• **PROBLEM**: Copy every line of the entries below without any changes, but leave the pictures out.
══ RECORDS FOR THE TASK ══
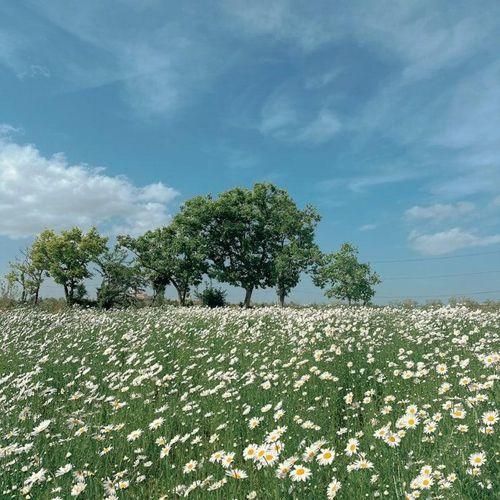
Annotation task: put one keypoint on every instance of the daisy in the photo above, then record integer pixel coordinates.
(333, 489)
(155, 424)
(351, 447)
(190, 467)
(490, 417)
(477, 459)
(236, 473)
(250, 452)
(325, 457)
(392, 439)
(134, 435)
(300, 473)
═══
• **WRITTEN ANSWER**:
Annotation task: put one keypoint on every instance of the daisy in the photo above, then record integer pixel coordinates.
(333, 489)
(155, 424)
(351, 447)
(190, 467)
(490, 417)
(477, 459)
(236, 473)
(250, 452)
(325, 457)
(392, 439)
(134, 435)
(300, 473)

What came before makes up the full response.